PROBLEM STATEMENT
Everything from the line that contains "point: purple sarong, one" through the last line of the listing must be copied exactly, with both of those lines included and no others.

----- RECORDS TO PROCESS

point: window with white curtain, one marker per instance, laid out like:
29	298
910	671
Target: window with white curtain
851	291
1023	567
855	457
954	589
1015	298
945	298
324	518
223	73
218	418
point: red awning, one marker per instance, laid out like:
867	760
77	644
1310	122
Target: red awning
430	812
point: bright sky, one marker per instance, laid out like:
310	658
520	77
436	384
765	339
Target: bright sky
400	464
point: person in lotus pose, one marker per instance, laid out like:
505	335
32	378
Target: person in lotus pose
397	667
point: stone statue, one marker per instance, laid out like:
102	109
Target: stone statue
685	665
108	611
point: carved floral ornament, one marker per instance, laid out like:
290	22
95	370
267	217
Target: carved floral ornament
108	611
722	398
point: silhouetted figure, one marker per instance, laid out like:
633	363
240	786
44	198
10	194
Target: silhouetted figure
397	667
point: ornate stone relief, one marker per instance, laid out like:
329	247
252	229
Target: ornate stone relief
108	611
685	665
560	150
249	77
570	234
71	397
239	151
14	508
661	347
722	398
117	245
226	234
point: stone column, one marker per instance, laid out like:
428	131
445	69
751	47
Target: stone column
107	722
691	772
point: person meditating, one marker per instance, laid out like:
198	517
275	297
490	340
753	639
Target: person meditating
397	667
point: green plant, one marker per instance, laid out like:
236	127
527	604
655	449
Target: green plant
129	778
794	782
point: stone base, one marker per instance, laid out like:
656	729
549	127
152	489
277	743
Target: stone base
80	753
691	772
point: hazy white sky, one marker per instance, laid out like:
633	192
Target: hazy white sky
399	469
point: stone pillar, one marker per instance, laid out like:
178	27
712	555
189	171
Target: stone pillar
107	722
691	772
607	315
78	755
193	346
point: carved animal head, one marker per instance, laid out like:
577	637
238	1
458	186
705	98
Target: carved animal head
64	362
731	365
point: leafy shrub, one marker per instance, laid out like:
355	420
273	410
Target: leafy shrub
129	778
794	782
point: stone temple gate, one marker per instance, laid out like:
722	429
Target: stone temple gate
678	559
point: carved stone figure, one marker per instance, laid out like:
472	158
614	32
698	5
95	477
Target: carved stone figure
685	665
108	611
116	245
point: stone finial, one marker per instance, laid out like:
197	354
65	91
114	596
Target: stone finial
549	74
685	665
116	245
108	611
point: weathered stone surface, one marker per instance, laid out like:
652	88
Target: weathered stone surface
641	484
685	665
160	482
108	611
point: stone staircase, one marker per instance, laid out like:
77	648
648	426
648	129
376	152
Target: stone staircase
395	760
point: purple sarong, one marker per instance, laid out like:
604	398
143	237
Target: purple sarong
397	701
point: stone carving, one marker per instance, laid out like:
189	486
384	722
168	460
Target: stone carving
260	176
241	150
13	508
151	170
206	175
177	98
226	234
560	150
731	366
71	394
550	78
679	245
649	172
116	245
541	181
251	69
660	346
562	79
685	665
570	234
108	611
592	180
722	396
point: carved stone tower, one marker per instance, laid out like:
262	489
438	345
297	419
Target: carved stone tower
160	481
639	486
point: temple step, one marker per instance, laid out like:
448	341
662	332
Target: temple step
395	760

----------

ANSWER BELOW
point: purple sarong, one marker per instance, laid out like:
604	398
143	237
Target: purple sarong
397	701
point: stone carving, one marker per instance, laid out like:
189	486
384	722
168	460
Target: stone carving
260	176
241	150
13	508
151	170
206	175
177	98
226	234
560	150
731	366
71	394
550	78
679	245
649	172
116	245
541	181
251	69
660	346
562	79
685	665
570	234
108	611
592	180
722	396
point: carved stone tower, one marker per instance, laid out like:
262	489
438	345
297	419
Target: carved stone tower
160	481
639	486
point: temple step, one marker per instance, laid out like:
448	341
662	332
Target: temple step
395	760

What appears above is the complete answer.